2010年に発足した任意団体「登呂会議」。登呂遺跡がある静岡市立登呂遺跡博物館にて、「ARTORO(アートロ)」の名前で全6〜7回程度の講座と、数回の1日講座を開催しています。これまでに、弥生時代の暮らしを学びながら、当時の米づくりや土器づくり、道具づくり、家づくりなどを、体験したり実験したりする活動を行ってきました。そこから見えてくる新たな「?」や「!」は、大人も子どもも大きな気づきとなっているそうです。「登呂会議/ARTORO(アートロ)」の活動について、代表の美術家・本原令子さんと、一級建築士/インテリアコーディネーターの伊達剛さんにお話を伺いました。

登呂遺跡・登呂博物館を舞台に始まった「登呂会議」

「登呂会議」は、2010年の国指定特別史跡登呂遺跡・静岡市立登呂博物館リニューアルとともに発足しました。博物館で学び、遺跡で体験する「文化教育環境」の実現を目的に、古代・考古学をテーマにした「体験」「感動」「学び」「遊び」をつくる活動を行っているといいます。

代表の本原さんは2011年の東日本大震災の後、現地を2度訪れ、積み上がった瓦礫やゴミの山を目の当たりにしました。ここにあるゴミとなってしまったものは、かつて生活の中で使われていたものだったり、家屋だったりしたもの。震災で発生したゴミは、その土地の何十年分ものゴミの量に当たると言われています。これらは本当に必要なものだったのか、疑問に思ったとのこと。土があれば、食糧も作ることができるし、器も鍋となる土器を作ることができる。土さえあれば生きていけるのではないかと感じたと言います。

昔の生活を見直すことで今の暮らしに必要なものと失われたものが見出せるのではないか。使われないものは作らずに済むように、新しい目線を見つけられたら。そして、ここでの気づきが家での日常生活や職場などの社会の中に生かされたら嬉しいと思い、この活動をしているそうです。

+ + +

* 作業内容:
A) 登呂会議の記事で、弥生時代の暮らしを学びながら体験や実験をしてきた作業として挙げられているものをすべて書き出してください。
B) 登呂会議の記事の続きを、最後の文の後から書き進めてください。

+ + +

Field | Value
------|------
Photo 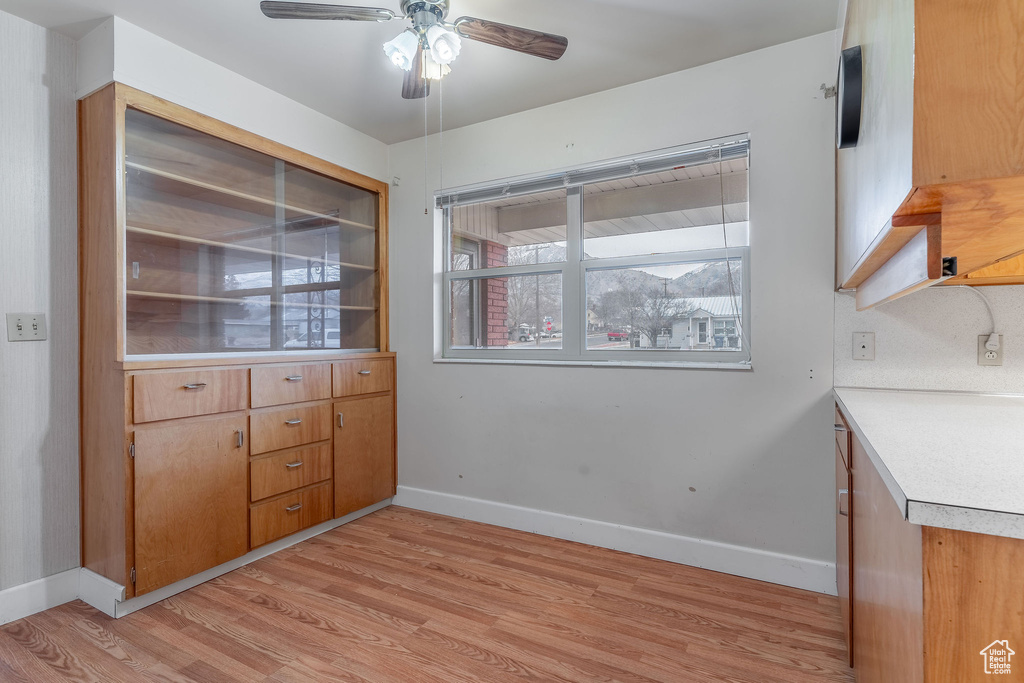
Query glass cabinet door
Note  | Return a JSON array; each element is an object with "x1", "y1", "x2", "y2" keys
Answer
[{"x1": 125, "y1": 109, "x2": 380, "y2": 355}]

+ + +

* 解答一覧:
A) 米づくり、土器づくり、道具づくり、家づくり

B)
弥生時代は土から様々なものを生み出していた。実験を通して新しい気づきを見つける

「登呂会議」の中には、「ARTORO(アートロ)」という実験・活動の場があります。これに参加するメンバーは幅広く、その年によって各分野の専門家が携わったり、関心がある学生が参加したりと、入れ替わりを繰り返しています。現・代表の本原さんもその一人。陶芸家でもある本原さんは、2012年に土器づくりを行う際の専門講師として参加。今では代表を務めています。他にもお米屋さん、宮大工、大学の教授、建築家、茅葺き屋根の職人、木工作家、デザイナーなど、職業も性別も年代も様々。新しく人が入ったり、また卒業していったりするのもこちらの団体の活動をおもしろくさせている部分。型にはまり過ぎないことが、活動に広がりを持たせているのではないでしょうか。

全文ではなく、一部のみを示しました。